§ TASK OBJECTIVE
From the birthright citizenship text below, list every bold-style lead-in phrase that opens a paragraph and ends with a period.

§ DOCUMENT TEXT

Serious
Baby Talk
Each year, women deliver approximately 3.6 million new lives onto American soil. An estimated 150,000 of those babies come from the wombs of women not citizens of this country.
Executive Overreach. On 20 Jan 25, the infamous Day One of his second term in high office, Donald John Trump took 48 executive actions. Twenty-six were Executive Orders (EOs). Each was and is subject to judicial review and may be overturned if lacking support by statute or the Constitution. Executive Order 14160 carried the grand and totally misleading title of “Protecting the Meaning and Value of American Citizenship.” It attempted to redefine and limit birthright citizenship as set forth and protected under the 14th Amendment. It specifically targeted children born in the United States to non-citizen parents.
It identified the circumstances in which a person born in the United States is not “subject to the jurisdiction thereof” and is thus not recognized as an American citizen.
A Howl of Protest. The order was quickly blocked by multiple universal preliminary injunctions issued by district court judges.[4] In addition to the three cases consolidated into Trump v. CASA, the executive order was also blocked by Judge Joseph Normand Laplante in New Hampshire Indonesian Community Support v. Trump.[5] The administration complained to the Supreme Court that each injunction was judicial overreach. The Department of Trump Justice argued that lower-court judges should not be allowed to block a contested policy broadly. That relief should reach only the actual plaintiffs and their specific complaint.
A Partisan Opinion. Neither side of the dispute briefed the Supreme Court justices on the constitutionality of Executive Order 14160.[3] And the high court was happy to duck the issue. It took the case under consideration on a single, limited point: “Can a district court issue a nationwide (universal) injunction that blocks enforcement of a federal executive order beyond the specific parties involved in the lawsuit?”
Here is the court’s summary of the issue in Trump v. CASA.

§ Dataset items

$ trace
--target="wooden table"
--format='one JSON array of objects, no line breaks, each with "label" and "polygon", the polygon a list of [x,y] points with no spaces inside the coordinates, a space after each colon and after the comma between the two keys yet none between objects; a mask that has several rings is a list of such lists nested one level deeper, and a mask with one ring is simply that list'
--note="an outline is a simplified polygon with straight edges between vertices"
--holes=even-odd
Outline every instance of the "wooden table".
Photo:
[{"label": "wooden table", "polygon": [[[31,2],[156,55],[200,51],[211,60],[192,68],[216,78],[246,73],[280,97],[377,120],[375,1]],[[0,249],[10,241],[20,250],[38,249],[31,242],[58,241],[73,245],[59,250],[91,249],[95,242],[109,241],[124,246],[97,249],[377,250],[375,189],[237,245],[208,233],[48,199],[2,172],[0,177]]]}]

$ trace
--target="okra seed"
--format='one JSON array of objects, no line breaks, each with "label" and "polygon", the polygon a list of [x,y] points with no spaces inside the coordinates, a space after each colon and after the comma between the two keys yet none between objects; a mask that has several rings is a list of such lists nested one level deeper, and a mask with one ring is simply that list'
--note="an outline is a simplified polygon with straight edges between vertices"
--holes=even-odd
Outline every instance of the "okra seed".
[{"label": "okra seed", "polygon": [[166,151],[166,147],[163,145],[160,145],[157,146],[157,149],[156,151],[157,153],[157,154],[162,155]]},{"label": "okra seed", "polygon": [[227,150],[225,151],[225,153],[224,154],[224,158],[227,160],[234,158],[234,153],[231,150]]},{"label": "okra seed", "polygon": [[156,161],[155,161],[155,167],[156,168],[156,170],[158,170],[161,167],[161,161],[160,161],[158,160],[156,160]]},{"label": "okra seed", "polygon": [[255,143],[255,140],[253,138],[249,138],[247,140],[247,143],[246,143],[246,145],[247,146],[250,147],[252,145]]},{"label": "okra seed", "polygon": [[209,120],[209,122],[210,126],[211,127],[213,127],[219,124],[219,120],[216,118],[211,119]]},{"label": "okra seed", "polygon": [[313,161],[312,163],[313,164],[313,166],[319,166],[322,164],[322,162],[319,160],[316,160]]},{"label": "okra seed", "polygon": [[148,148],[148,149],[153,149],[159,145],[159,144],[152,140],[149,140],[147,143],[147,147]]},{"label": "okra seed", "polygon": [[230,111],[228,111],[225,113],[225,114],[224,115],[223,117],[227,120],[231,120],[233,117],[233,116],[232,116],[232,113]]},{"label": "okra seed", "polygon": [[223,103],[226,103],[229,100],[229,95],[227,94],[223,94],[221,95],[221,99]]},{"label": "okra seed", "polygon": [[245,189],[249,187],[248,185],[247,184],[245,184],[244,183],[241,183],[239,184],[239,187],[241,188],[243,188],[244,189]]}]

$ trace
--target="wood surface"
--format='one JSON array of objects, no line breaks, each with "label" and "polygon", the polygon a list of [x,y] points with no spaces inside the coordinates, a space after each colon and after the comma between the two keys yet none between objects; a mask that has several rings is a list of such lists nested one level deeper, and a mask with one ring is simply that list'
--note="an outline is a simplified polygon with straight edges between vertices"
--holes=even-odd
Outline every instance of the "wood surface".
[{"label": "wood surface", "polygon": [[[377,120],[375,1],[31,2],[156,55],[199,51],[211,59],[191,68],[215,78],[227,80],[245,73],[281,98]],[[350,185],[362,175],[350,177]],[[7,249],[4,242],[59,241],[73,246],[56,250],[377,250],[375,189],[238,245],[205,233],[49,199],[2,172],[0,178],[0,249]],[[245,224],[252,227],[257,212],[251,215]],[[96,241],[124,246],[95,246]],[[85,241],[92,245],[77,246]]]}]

§ ANSWER
Executive Overreach
A Howl of Protest
A Partisan Opinion